Description of the task =>
Could you print the lines below exactly, from the one holding "Teacher note: please indicate the green grass in" through the last line, with no other output?

Input records =>

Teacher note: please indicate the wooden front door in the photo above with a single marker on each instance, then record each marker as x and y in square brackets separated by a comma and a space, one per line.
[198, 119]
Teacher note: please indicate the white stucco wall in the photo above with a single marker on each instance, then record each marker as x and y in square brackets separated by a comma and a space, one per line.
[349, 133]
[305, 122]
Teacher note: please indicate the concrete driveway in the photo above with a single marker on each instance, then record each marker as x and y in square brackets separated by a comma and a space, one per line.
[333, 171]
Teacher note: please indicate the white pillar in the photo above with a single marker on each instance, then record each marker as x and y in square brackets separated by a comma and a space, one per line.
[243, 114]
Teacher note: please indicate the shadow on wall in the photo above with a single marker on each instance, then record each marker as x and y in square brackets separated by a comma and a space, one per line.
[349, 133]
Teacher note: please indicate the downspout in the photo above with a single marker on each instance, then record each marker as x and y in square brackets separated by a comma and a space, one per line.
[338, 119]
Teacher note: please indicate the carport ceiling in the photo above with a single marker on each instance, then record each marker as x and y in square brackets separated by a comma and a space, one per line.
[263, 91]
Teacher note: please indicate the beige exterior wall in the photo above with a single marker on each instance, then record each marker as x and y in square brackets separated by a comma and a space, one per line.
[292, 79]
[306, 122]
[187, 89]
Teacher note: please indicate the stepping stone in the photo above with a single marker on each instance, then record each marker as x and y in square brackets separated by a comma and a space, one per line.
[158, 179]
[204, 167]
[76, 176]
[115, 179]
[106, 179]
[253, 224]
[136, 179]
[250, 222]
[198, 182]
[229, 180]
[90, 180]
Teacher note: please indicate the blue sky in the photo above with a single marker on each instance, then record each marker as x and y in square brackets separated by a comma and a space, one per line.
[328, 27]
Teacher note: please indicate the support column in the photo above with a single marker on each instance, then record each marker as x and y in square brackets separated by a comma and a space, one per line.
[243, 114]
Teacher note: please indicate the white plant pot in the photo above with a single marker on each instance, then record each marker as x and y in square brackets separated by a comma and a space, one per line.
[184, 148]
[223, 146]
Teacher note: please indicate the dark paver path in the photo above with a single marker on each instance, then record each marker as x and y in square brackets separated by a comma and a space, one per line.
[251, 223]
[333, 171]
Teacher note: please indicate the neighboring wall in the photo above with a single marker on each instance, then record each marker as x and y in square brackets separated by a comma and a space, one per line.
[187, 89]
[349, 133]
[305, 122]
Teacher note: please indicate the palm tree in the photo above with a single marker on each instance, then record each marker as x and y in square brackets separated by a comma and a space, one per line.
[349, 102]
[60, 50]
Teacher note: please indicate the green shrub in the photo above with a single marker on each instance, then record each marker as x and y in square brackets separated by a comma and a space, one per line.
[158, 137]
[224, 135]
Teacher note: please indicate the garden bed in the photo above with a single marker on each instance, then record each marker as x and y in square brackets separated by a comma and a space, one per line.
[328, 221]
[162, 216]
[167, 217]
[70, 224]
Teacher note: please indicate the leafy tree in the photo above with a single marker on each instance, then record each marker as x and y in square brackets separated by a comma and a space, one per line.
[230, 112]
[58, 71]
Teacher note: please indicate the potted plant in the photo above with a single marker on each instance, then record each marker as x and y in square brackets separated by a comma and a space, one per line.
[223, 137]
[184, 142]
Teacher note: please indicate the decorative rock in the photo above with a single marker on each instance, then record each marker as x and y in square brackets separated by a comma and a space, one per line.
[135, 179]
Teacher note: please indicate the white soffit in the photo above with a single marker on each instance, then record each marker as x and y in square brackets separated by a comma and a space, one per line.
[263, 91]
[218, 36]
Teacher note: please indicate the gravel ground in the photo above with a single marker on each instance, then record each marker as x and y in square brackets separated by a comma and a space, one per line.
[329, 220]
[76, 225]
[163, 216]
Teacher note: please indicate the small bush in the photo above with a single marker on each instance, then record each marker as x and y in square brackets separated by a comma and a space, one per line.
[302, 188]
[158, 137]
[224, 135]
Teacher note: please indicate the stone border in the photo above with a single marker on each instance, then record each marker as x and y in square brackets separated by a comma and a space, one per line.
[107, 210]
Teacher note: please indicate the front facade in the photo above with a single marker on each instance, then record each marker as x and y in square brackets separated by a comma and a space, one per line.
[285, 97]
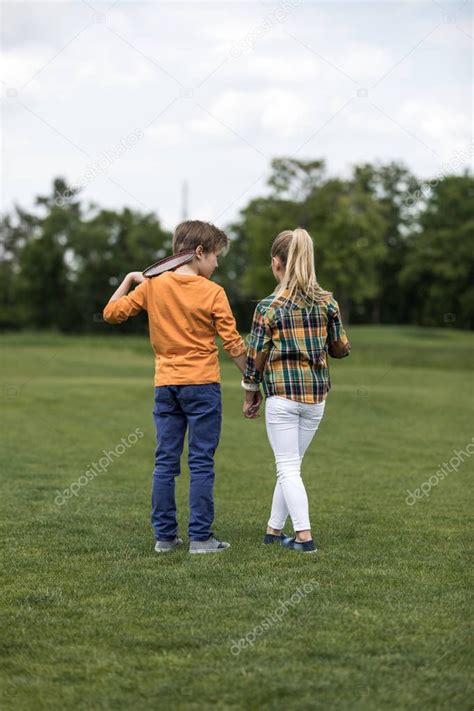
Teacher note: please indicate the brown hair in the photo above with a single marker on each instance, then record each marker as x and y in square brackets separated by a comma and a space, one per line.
[192, 233]
[295, 250]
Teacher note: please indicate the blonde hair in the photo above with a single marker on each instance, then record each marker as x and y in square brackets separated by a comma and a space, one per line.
[295, 250]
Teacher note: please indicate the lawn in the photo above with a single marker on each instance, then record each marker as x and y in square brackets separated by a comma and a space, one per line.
[378, 619]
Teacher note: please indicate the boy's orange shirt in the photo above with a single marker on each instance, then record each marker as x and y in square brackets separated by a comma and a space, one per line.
[185, 313]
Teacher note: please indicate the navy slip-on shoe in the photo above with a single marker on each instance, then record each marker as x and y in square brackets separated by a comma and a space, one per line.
[294, 545]
[271, 538]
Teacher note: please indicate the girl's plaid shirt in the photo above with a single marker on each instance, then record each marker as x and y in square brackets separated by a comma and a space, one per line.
[289, 344]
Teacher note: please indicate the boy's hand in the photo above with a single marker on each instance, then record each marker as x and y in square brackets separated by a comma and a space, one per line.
[135, 277]
[252, 404]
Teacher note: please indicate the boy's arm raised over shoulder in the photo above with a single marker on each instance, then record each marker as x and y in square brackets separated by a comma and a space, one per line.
[338, 343]
[121, 304]
[226, 328]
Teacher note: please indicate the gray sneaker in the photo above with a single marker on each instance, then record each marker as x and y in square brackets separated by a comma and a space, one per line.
[212, 545]
[167, 546]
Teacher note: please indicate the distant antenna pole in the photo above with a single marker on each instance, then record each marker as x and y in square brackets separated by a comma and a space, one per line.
[184, 198]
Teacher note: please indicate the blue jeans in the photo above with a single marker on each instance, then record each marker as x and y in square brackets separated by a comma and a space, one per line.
[177, 407]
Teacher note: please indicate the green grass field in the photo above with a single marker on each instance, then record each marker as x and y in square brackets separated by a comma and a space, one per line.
[92, 618]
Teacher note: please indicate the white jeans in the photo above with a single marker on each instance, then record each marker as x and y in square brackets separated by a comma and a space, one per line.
[291, 425]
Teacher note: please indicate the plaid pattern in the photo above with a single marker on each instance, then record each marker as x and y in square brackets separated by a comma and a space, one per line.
[290, 343]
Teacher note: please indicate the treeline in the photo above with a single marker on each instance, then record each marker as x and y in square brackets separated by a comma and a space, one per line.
[392, 249]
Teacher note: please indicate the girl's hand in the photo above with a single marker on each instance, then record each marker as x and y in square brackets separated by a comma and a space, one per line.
[252, 404]
[136, 277]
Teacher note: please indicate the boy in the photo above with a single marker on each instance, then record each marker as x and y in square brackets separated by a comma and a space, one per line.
[185, 312]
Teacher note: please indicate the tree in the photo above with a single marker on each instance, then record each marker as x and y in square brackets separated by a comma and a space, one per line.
[439, 272]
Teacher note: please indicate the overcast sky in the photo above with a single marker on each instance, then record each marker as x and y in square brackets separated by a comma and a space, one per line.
[132, 98]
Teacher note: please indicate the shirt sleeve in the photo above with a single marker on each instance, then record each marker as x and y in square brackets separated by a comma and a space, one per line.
[338, 343]
[128, 305]
[225, 325]
[259, 344]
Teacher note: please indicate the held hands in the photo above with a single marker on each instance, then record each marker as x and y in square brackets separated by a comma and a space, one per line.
[252, 404]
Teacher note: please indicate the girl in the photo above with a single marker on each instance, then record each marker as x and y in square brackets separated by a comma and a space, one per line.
[293, 331]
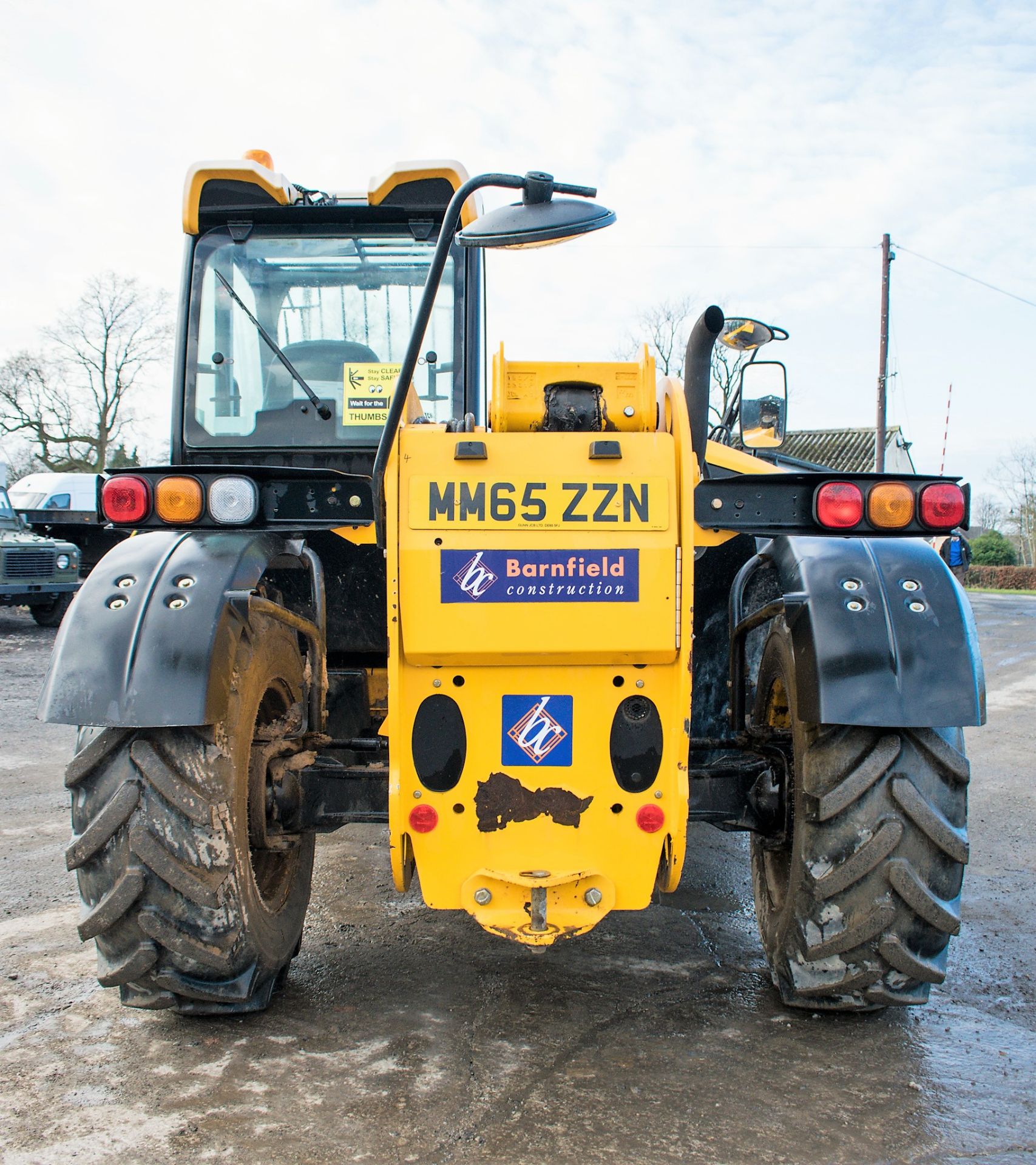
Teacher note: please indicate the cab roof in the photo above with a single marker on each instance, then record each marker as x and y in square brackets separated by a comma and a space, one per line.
[215, 191]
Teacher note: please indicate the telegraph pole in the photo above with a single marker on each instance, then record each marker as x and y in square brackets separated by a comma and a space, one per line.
[882, 359]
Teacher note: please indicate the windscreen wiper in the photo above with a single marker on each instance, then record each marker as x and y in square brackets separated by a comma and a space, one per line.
[322, 409]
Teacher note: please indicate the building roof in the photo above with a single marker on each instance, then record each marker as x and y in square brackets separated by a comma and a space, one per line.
[848, 450]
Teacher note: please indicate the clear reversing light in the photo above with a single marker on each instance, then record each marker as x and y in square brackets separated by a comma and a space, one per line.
[233, 501]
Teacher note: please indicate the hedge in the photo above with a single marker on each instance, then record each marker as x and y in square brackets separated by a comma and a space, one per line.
[1003, 578]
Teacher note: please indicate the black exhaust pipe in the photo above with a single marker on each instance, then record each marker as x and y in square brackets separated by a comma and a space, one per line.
[697, 378]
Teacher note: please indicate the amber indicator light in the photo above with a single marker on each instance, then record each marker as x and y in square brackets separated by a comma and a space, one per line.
[178, 500]
[890, 506]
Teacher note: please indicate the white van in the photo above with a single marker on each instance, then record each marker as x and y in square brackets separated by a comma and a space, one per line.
[55, 491]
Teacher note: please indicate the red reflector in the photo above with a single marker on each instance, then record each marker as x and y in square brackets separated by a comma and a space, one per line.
[423, 818]
[651, 818]
[839, 505]
[942, 506]
[126, 499]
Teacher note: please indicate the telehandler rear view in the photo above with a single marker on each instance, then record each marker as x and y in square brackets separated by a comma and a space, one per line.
[535, 626]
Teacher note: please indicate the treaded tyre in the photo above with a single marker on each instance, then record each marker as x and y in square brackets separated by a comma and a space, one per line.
[192, 904]
[857, 909]
[53, 613]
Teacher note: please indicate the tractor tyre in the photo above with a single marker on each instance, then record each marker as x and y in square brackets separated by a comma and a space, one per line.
[52, 614]
[195, 904]
[857, 901]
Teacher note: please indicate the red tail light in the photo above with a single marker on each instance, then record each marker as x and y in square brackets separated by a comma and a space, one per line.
[942, 506]
[423, 818]
[839, 505]
[126, 500]
[651, 818]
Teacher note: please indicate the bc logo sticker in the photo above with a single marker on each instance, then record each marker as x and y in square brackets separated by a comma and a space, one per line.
[537, 729]
[540, 576]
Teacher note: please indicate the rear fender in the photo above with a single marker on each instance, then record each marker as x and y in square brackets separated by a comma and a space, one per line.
[884, 664]
[125, 657]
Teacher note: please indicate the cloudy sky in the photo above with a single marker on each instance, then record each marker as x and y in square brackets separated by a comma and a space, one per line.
[754, 153]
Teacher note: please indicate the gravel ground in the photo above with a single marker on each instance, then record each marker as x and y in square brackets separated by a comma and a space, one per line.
[407, 1035]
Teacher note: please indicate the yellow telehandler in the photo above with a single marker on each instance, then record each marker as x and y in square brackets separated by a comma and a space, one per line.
[535, 625]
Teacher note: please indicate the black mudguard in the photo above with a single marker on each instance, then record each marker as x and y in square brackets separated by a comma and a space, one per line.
[147, 663]
[885, 664]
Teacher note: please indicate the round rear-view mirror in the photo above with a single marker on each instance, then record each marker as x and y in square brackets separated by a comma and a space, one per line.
[537, 224]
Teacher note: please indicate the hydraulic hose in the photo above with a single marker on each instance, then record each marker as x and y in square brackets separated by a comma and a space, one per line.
[699, 376]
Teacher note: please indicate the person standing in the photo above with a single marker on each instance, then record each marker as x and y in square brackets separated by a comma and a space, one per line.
[956, 553]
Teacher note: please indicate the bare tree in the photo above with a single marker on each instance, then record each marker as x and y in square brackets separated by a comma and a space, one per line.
[1017, 477]
[986, 512]
[70, 400]
[726, 378]
[666, 326]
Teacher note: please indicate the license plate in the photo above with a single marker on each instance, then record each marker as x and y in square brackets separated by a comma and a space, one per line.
[556, 504]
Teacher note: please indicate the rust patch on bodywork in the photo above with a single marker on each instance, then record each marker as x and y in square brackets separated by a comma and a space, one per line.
[503, 800]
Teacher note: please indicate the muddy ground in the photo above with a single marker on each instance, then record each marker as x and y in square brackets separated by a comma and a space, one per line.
[411, 1036]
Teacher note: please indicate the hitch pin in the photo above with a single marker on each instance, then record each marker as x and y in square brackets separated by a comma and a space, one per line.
[538, 909]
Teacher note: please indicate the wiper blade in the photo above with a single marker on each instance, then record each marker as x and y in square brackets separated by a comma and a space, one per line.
[322, 409]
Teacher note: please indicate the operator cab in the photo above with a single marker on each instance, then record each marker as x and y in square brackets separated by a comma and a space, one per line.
[299, 310]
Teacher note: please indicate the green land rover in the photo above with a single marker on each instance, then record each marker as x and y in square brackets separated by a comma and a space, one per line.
[35, 572]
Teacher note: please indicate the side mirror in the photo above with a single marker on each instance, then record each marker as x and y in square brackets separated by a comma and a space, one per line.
[763, 405]
[539, 219]
[747, 335]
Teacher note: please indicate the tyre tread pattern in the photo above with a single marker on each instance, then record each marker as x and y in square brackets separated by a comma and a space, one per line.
[153, 849]
[876, 865]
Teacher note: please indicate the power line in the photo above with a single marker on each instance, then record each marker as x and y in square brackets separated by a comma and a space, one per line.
[738, 246]
[964, 275]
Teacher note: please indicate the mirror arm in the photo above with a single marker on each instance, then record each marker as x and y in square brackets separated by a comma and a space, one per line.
[452, 219]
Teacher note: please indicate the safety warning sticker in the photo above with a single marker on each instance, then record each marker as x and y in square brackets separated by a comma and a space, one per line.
[367, 392]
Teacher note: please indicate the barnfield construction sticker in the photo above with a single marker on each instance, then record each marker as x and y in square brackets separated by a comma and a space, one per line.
[367, 393]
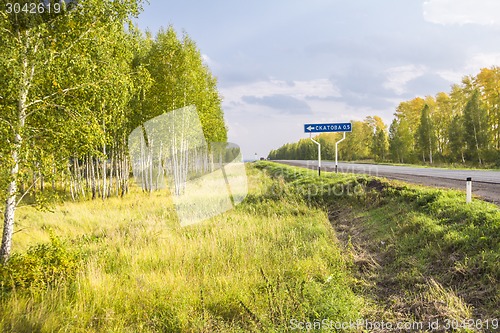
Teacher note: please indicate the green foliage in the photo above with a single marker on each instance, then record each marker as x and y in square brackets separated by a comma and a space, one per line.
[41, 267]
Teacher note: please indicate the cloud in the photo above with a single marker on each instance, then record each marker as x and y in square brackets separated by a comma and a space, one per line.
[472, 66]
[482, 12]
[398, 77]
[284, 103]
[280, 95]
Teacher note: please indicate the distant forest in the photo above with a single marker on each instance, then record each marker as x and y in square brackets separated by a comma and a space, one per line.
[462, 126]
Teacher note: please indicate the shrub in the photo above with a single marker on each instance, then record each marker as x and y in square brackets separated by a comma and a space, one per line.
[40, 267]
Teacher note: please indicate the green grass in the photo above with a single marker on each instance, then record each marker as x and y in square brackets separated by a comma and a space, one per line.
[417, 246]
[443, 165]
[272, 259]
[396, 252]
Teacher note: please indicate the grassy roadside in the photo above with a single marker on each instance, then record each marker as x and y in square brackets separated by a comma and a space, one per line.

Task answer =>
Teacher note: please indicate the green grass in the photo above with a single marker on each instance, then record each marker as x and y in square brackets separated by a comma and a space, one per line.
[417, 246]
[443, 165]
[272, 259]
[396, 252]
Teacher note: please indicate the grassy roadside in the photo above with a single marker on each instance, then record each marker as x and y in square brackets separated by a comma and a space, one per line.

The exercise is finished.